[Dataset excerpts on object pointing]

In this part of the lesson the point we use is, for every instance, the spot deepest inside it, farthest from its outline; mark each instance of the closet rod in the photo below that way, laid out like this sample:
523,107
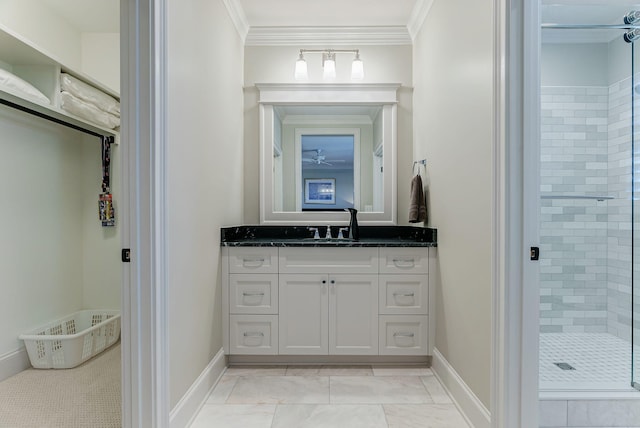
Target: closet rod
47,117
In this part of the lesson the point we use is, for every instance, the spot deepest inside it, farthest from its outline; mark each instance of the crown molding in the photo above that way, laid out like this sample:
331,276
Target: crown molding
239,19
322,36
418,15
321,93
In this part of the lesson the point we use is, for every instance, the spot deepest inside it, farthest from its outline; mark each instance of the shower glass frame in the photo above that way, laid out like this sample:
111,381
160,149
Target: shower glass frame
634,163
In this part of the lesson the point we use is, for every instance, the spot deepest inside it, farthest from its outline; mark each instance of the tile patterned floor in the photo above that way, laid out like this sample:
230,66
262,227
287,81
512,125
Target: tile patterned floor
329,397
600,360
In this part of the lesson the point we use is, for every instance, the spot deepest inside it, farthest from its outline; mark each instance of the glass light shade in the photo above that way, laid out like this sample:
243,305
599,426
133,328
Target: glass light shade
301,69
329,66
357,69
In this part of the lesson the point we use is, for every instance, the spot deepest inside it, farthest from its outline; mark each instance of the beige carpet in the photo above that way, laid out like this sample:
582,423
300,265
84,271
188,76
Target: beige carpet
* * *
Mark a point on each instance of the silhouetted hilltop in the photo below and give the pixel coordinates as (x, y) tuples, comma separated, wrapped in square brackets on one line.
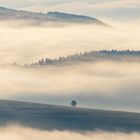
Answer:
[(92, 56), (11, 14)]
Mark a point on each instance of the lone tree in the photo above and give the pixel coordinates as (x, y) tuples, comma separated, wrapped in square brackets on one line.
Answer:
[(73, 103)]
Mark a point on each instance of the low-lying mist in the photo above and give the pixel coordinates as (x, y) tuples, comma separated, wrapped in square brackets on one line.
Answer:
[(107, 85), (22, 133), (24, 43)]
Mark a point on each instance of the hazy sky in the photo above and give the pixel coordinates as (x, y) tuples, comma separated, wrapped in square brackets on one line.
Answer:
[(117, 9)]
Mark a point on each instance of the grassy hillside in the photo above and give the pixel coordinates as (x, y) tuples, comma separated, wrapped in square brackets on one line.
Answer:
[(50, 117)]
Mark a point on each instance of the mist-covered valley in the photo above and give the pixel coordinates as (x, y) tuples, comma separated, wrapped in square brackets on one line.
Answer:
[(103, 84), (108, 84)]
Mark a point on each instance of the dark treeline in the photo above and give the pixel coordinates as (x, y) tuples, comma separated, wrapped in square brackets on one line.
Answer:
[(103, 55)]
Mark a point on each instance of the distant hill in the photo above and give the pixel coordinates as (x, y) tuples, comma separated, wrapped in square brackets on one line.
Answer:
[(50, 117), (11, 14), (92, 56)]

[Stated problem] Please render the records as a two-column CSV, starting with the record on the line containing "Mark a point on each instance of the mist-covered" and going on through the line containing "[(50, 117), (11, 14), (92, 56)]". Use the headers record_text and record_answer, with one row per record, each field in quotation marks, and line breaks turned into spaces.

[Complete response]
record_text,record_answer
"Mark a point on each instance of the mist-covered valley in the photo above and give the pixel coordinates as (x, y) tuples, comma separated, wrapped in square brackets on one line. Answer:","[(103, 84), (108, 84)]"
"Mark a point on each instance of the dark treeline in the photo above and give the pixel coordinates as (x, y) tuples, comma separated, wrapped in square brackets on one line. Answer:","[(103, 55)]"
"Mark a point on each instance of the distant hill in the photo above and give the pixel coordinates as (x, y) tuples, comma separated, wrapped in square brackets on one line. Answer:","[(50, 117), (11, 14), (92, 56)]"